# [EXERCISE INSTRUCTIONS]
1/ In the essay on government intervention, what did J P Morgan's argument for financial markets lead to?
2/ Condense the paragraph of the essay on government intervention that begins "The first lot, like the USSR," into a shorter version that keeps its main facts.
3/ Change "New Deal" to "recovery program" in the essay on government intervention and give the passage starting with "J P Morgan had" and going on through "India adopted both.".

# [SELECTED EXTRACT]
Suppose the world had somehow skipped the political and economic imperatives of 1945-2007 and come straight to 2008 from 1946. What would have been the level of government intervention in economies? What should it be now?
After this virus fuss is over, the question will have to be answered over the following few years because those 61 years were an aberration from the previous four billion years. What we came to regard as “the normal” was anything but normal because the state, like nature, wasn’t in the business of compassion and equity. The level of intrusion which these things necessitated was left to religion.
As a result, before the Second World War, governments had a negligible role in microeconomic outcomes. The three main markets — labour, capital, and product — were left mostly unmolested.
Of course, this produced a lot of misery in bad times, which is why in the mid-19th century it led Marx to advocate state ownership of everything. As a riposte to this in the mid-20th century, it led Keynes to advocate massive government help to the various markets when there was a collapse in or any one of them.
J P Morgan had made the same argument for financial markets during 1907-12. That led to the setting up of the US Federal Reserve. Franklin Roosevelt had gone a step further in 1933 to counter the Great Depression with his New Deal. Keynes codified all this in an acceptable intellectual framework in 1936.
Some countries adopted Marx. Some countries adopted Keynes. And some like India adopted both.
The first lot, like the USSR, completely failed to avoid misery. The second lot, like the US, Europe, Australia, New Zealand, etc postponed it. The third lot, which is the rest of the world, alleviated it a bit for a while but not by much. The reasons for all this are well known.
The point is this: Over this period only the nature and extent of government intervention changed, not of people’s misery. The Gini coefficient alone provides enough proof that replacing Church with State makes no difference.
End of the road
Now we may have come full circle wherein governments have reached the limits of intervention because they require a lot of money, which they don’t have, and a lot of cross-border transference of costs, which is not possible any more.
Governments are broke after 67 years of excess. The cross-border transference of costs — via colonisation or exchange rate manipulation or quasi-monopolies in tradable goods — is no longer easy, if not impossible.
Put simply, the world has suddenly changed. The question now is this: How long will it take for politics and economics to recognise this and accept it? Also, which of these will lead the way?

# [LISTED ENTRIES]
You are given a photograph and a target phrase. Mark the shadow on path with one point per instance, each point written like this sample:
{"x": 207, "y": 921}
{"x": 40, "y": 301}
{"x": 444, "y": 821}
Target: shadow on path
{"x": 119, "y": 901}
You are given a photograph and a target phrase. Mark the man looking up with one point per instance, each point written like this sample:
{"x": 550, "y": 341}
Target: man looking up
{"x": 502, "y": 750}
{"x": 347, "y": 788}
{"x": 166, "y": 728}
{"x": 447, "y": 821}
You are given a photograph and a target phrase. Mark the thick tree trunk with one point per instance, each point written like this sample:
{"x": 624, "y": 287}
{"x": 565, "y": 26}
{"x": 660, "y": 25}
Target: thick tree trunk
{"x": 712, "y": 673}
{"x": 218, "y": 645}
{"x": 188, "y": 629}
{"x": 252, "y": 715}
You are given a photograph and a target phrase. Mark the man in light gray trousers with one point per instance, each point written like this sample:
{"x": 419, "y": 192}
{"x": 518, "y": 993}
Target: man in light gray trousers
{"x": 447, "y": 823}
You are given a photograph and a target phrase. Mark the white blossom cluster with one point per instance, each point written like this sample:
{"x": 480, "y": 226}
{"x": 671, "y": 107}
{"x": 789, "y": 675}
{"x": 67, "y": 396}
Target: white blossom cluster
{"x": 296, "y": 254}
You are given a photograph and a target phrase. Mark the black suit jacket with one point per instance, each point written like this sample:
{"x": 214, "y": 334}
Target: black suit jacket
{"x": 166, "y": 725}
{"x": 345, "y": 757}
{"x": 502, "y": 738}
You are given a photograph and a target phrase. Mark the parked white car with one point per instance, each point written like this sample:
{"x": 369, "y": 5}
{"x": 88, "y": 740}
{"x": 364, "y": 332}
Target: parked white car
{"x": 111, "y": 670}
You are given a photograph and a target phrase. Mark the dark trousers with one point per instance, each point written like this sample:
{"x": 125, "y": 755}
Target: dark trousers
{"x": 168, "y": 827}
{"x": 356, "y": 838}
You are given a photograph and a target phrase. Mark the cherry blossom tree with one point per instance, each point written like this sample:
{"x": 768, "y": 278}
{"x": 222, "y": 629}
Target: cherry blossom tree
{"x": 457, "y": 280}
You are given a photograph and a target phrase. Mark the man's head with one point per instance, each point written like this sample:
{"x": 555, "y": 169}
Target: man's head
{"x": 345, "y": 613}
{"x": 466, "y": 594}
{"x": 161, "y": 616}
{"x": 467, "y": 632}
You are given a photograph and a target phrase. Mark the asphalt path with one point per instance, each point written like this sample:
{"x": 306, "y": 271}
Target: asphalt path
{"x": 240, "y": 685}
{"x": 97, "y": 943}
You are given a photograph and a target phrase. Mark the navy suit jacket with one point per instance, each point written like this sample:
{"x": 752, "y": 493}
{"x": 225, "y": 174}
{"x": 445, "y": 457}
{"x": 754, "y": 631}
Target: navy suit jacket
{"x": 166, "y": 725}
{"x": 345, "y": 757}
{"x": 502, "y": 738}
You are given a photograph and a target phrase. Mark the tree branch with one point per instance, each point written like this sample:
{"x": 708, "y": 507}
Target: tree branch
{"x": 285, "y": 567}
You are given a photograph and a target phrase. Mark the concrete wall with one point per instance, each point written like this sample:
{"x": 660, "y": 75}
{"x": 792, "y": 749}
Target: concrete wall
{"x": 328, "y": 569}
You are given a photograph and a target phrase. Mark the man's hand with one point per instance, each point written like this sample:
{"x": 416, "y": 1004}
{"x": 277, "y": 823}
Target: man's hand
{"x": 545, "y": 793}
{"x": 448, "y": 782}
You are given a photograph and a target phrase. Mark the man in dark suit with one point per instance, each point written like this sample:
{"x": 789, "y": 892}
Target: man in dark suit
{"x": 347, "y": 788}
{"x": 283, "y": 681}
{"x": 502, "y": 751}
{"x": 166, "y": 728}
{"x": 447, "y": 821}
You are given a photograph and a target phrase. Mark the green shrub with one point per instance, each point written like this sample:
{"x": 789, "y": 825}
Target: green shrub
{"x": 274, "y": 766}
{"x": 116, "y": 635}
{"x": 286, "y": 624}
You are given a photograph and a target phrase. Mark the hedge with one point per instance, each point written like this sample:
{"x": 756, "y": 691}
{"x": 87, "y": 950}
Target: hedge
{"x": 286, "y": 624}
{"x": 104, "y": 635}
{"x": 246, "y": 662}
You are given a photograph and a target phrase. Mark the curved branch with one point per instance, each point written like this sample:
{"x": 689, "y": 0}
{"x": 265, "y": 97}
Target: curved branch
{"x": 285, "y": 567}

# [ANSWERS TO THE EXERCISES]
1/ It led to the setting up of the US Federal Reserve.

2/ Countries like the USSR, which adopted Marx, failed completely to avoid misery. Those like the US, Europe, Australia and New Zealand, which adopted Keynes, postponed it. The rest of the world eased it a little for a while. The reasons are well known.

3/
J P Morgan had made the same argument for financial markets during 1907-12. That led to the setting up of the US Federal Reserve. Franklin Roosevelt had gone a step further in 1933 to counter the Great Depression with his recovery program. Keynes codified all this in an acceptable intellectual framework in 1936.
Some countries adopted Marx. Some countries adopted Keynes. And some like India adopted both.